Written instruction: In the discussion of reliability targets below, what reliability did the 2005 research find for pacemakers?

---------- Selected extract ----------

The myth about 100 percent reliability and maintaining your SLOs

Nate Heinrich: A couple of things to consider: The first is, there’s some really good research around the cost of every nine that you add to your reliability. Roughly speaking, each nine you add in terms of: “I want to be 99.9 percent available in these types of things,” and providing a good experience is 10X more costly for your team to achieve. So, 10X more in terms of time, effort, and cost. When you can start to quickly see the balance of cost-to-benefit, cost and time, benefit to customers, the more time you spend on reliability, the less time you’re spending on building the things that they want for your product to evolve.

There’s a common kind of comparison to help folks think about being okay with less than 100 percent and it’s just this interesting fact about pacemakers. Pacemakers seem like they should be very reliable, 100 percent reliable, but in fact they’re not. You can look this up on Wikipedia. In 2005, there was this research done and it turns out that pacemakers are 99.6 percent reliable and we as a society are okay with that. And there isn’t a huge problem with something so critical, having a reliability of 99.6. So, this is a commonly used fact. Understand that, 100 percent doesn’t need to be the target, and how might you figure out what your target is, and what can you do with that once you understand it.

So, we’ll talk about two types of work that are in the balance here: Only working on reliability doesn’t seem like the right answer. Customers: Your customers won’t feel like you’re listening to them. Competition can get ahead. These are the two things that could happen if you only focused on reliability and we’re targeting too high of a target. It’s also clear that only working on innovation, new features, these types of things, isn’t the right answer either. Reliability will suffer if that’s the case. So, I think there’s two ways that folks can think about it, depending on how your brain works: “I want to work on just enough reliability to maintain my service level objectives,” or “I want to work on as much innovation as I can while maintaining my SLOs.” I think both of those things can be true. And if you could think about it in either one of those ways that kind of feels natural to you, that’s the way to go. 

Julia Blase: Yeah, and I’m just reminded [that] I often hear people say the most reliable system is the one that has no users. And that’s also the system that makes no money. I love that. If you keep that in mind, when you’re building these things, there’s always a trade off, right? You have to figure out what works best for your customers, for your specific business. Because you still want them. Got to get those customers. That’s how you’re going to stay in business.

---------- Data excerpt ----------

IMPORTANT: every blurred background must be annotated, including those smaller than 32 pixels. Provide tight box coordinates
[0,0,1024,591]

----------

Answer below: Pacemakers were found to be 99.6 percent reliable.